- Tasks for this exercise
- A) List the types of cutters that the passage on drill bit cutters gives as examples of cutters with major and minor cutting face dimensions.
- B) Carry the passage on drill bit cutters forward, starting after its last sentence.

- Source
— Start —
The remaining portion of the cutter 310 extends from the blade top
319 to provide a cutter extension "B" between the blade top 319 and
cutting tip 313. This cutter extension "B" is greater than the
cutter extension provided by a conventional circular cutter of
equivalent width. This increase in cutter extension provides
increased clearance for drilling fluid to flow pass and cool and
clean the cutter 310 during drilling and provides increased
ultrahard material volume at the cutting face 312 for prolonged
drilling and wear life.
[0051] FIG. 7A shows one example of a partial profile view of a
blade 308 of a bit in accordance with one aspect of the present
invention. In this example, the improved oblong cutters 310 are
shown mounted on the blade 308 with their major axes 340 projecting
outward from the bit body in a direction generally normal to the
bit profile 370. Conventional round cutters 350 and pre-flat
cutters 371 are also shown mounted on the blade at selected
locations.
[0052] In addition to offering increased cutting extension and
extending wear life for the bit, improved oblong cutters 310 in
accordance with the present invention may also be used to provide
prolong cutter retention during drilling. In particular, in many
abrasive and erosive applications, blade material is often eroded
or otherwise worn away from around the cutters during drilling (as
indicated by wear line 349). In these applications a bit may often
fail prematurely due to cutter loss because of insufficient braze
strength or interface area remaining between the cutters and cutter
sockets to retain the cutters in place during drilling. Using
improved oblong cutters in accordance with the present invention,
the interference area between a cutter 310 and cutter socket 314
may be increased without sacrificing cutter extension, as shown for
example in FIG. 7A. This permits an increase in braze strength
between the cutter and cutter socket which can result in prolonged
cutter retention and bit life during drilling.
[0053] In accordance with another aspect of the present invention,
cutters having major and minor cutting face dimensions can be
mounted on the bit in an optimized orientation for maximized wear
and bit life. This aspect of the invention can be applied to a bit
having any type of cutters with major and minor cutting face
dimensions, such as a bit including one or more elliptical cutters,
asymmetrical cutters, and/or improved oblong cutters. In accordance
with this aspect of the present invention, the cutters are
preferable mounted on the bit in a selected orientation such that
their major axes project outward from the bit body in a direction
corresponding to a maximum load or wear rate expected on the
cutter, or in a direction normal to an expected wear flat.
— End —
- Material provided
— Start —
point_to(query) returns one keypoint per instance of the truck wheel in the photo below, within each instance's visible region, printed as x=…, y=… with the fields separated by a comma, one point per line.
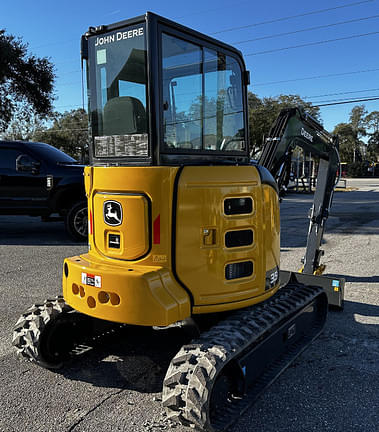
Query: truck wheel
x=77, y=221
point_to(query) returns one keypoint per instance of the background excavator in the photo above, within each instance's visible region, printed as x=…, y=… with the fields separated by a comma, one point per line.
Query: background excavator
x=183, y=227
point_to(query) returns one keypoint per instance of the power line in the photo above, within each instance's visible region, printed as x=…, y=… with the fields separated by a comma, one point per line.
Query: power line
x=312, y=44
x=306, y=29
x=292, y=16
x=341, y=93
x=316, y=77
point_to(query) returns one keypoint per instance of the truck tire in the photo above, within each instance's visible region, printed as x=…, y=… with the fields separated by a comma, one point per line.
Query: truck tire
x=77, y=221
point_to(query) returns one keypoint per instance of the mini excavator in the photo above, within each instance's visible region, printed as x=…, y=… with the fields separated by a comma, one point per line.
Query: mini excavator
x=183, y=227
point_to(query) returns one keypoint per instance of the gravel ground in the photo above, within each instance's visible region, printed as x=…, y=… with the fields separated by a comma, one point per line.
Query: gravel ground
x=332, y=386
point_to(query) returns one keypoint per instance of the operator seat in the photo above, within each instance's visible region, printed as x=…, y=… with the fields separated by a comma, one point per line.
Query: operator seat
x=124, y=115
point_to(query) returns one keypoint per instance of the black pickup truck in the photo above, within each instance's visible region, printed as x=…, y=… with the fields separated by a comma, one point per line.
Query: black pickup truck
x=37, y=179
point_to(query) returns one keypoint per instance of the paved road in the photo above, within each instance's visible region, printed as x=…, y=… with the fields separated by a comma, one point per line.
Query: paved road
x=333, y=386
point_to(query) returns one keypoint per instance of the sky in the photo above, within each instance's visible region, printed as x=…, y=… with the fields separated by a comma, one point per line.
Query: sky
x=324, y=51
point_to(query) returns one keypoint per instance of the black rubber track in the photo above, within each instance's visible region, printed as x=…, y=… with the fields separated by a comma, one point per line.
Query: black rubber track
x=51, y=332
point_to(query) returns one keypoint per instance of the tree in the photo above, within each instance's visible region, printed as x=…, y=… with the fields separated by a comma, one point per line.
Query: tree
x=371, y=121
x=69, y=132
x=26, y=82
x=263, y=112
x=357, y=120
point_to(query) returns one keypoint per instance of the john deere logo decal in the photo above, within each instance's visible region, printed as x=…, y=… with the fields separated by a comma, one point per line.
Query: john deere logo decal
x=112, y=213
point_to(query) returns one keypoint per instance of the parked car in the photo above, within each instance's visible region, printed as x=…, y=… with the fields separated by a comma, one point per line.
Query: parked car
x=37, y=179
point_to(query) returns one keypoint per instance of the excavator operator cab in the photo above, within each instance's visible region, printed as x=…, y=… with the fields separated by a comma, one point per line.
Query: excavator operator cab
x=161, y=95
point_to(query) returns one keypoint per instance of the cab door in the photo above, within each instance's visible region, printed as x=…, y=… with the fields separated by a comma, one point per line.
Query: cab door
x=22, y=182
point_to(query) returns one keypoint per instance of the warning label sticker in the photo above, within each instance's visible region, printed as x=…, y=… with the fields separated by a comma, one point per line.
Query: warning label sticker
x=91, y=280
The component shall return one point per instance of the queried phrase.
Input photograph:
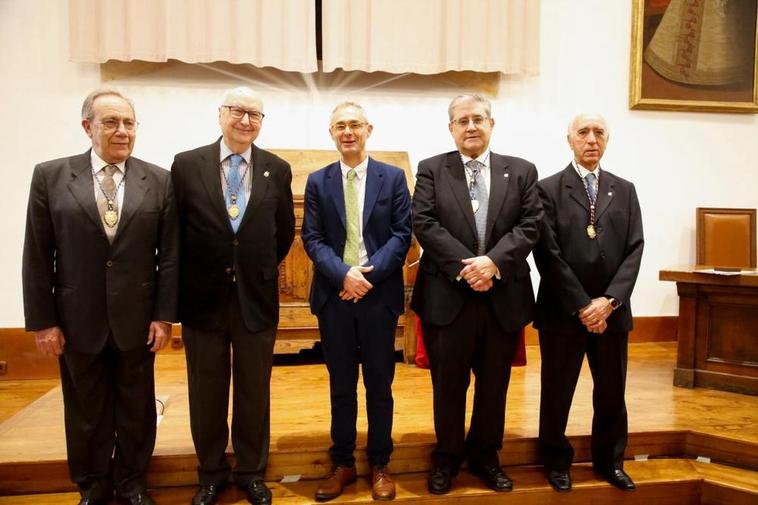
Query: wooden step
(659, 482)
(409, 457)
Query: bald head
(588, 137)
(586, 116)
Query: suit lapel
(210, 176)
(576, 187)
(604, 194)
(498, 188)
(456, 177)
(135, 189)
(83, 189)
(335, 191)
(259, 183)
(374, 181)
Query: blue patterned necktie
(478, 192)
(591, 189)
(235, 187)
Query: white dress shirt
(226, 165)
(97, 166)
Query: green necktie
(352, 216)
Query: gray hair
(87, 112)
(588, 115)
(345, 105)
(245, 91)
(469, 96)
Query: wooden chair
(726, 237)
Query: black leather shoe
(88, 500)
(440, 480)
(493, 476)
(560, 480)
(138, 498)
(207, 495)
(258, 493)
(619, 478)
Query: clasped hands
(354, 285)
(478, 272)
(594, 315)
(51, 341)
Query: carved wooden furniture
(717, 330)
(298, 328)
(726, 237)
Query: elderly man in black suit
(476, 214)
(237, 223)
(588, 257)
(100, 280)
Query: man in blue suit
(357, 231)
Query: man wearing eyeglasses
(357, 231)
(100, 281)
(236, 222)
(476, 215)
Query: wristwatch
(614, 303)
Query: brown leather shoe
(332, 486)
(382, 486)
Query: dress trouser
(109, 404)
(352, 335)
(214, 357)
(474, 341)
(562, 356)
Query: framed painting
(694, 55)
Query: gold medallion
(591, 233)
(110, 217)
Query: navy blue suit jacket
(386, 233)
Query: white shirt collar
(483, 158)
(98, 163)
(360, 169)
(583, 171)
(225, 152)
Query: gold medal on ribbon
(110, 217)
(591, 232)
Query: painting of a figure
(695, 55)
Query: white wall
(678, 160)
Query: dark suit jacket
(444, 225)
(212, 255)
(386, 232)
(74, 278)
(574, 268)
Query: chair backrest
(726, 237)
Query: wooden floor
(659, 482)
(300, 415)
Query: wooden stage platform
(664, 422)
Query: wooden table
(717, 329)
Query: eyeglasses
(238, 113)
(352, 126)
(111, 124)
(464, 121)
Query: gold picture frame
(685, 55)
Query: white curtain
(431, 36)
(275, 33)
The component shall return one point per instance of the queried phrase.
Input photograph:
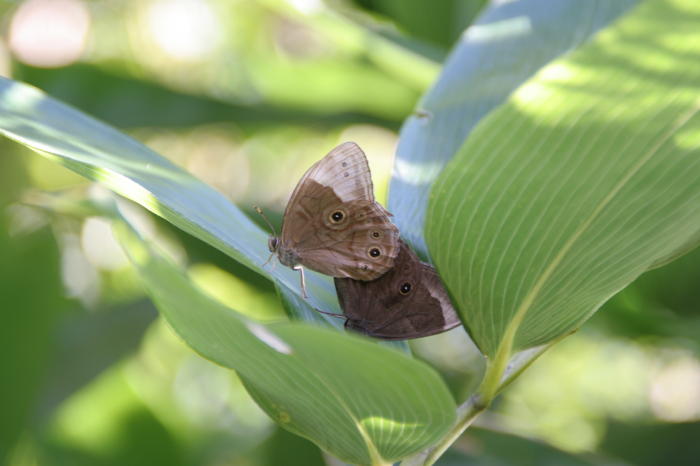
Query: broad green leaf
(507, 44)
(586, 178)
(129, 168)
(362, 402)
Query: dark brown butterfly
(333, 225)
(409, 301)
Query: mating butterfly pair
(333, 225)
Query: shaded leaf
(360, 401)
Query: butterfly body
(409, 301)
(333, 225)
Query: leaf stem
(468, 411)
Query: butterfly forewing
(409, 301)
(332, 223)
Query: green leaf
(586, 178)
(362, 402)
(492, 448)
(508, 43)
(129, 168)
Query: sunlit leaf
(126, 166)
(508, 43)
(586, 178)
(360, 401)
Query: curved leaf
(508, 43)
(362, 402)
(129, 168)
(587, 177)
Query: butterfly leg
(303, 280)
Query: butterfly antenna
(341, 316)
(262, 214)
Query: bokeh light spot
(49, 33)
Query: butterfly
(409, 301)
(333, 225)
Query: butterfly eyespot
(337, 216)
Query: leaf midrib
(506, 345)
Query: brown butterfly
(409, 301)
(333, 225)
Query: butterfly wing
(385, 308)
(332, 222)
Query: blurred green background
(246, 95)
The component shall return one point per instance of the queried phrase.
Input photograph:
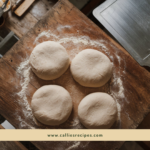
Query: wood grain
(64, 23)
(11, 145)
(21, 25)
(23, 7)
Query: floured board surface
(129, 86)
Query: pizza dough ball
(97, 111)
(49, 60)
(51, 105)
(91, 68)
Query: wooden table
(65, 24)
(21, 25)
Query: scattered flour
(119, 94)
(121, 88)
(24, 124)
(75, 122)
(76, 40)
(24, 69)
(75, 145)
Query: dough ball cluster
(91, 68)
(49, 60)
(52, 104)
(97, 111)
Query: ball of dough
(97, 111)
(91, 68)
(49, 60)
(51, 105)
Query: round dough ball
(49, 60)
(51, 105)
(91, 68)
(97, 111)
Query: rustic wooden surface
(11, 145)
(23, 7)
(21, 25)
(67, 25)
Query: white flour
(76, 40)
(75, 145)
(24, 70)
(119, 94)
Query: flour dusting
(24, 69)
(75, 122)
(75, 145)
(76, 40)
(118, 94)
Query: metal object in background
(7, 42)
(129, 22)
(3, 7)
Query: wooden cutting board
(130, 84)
— End —
- Outputs for the tasks
- A) Elliptical cutters, asymmetrical cutters, and improved oblong cutters.

- B)
[0054] Considering, for example, a bit having cutters arranged on
the blades in a forward or backward spiral distribution, wherein
each cutter increases in radial distance from blade to blade as you
move in an outward spiral pattern, clockwise or counter clockwise,
around the bit axis. Forward and backward spiral distributions are
well known in the art. Cutters placed on a bit in this type of
arrangement typically swept a path that partly overlaps with a path
swept by a cutter on a proceeding and/or trailing blade that is
positioned at a slightly greater and/or smaller radial distance
from the bit axis. Cutters arranged in a forward or backward spiral
distribution have a maximum load direction that typically shifts
away from a line normal to the bit profile. In accordance with one
aspect of the present invention, cutters having major and minor
cutting face dimensions and placed this type of configuration can
be mounted on the bit so that their major axes project outward from
the bit body in direction inclined at an angle with respect to a
line normal to the bit profile so that their major axes are
generally aligned to correspond to a direction of the maximum load
or wear rate expected on the cutter to provide prolonged wear life
for the cutters and bit. The direction of the maximum load or wear
rate on a cutter may be determined from a dynamic simulation of a
bit using any method known in the art, such as one disclosed, for
example, in U.S. Patent Publications 2005/0096847A1,
2005/0080595A1, 2005/0133272A1, and/or 2005/015229A1, which are
assigned to the assignee of the present invention and incorporated
herein by reference. Alternatively, the direction of maximum load
or wear rate on a cutter may be determined from examination of dull
bits, analysis of the amount of overlap between adjacent cutters,
or other methods known in the art for determining expected loads or
wear on cutters and the orientation of the cutters adjusted to
better align the major axis of the cutting face along the expected
direction.
[0055] FIG. 7B shows one example of a partial profile view of a
blade 408 of a fixed cutter bit that comprises cutters 410 similar
to that shown in FIG. 4 mounted in a forward spiral distribution.
In accordance with the above aspect of the present invention, the
cutters 410 are mounted on the blade 408 with their major axes 440
projecting outward from the surface 419 of the bit body in a
direction that is rotated radially outward from the bit axis 401
relative to a line 441 drawn normal to the bit profile 470 so that
they generally correspond to a maximum load or wear rate direction
expected on the cutter.
[0056] FIG. 7C shows another example of a partial profile view of a
blade 408 of a fixed cutter bit that comprises cutters 410 mounted
in a backwards spiral distribution. In this example, the cutters
are mounted on the blade 408 with their major axes 440 projecting
outward from the bit surface 419 in a direction that is rotated
inward toward the bit axis 401 relative to a line 441 drawn normal
to the bit profile 470.
[0057] In one or more preferred embodiments, cutters arranged on a
bit in a forward or backward spiral distribution which include
major and minor cutting face dimensions may be positioned such that
their major axes project outward from the bit at an angle of
1.degree. to 15.degree. from a line normal to the bit profile,
depending on the amount of helix provided between the cutters.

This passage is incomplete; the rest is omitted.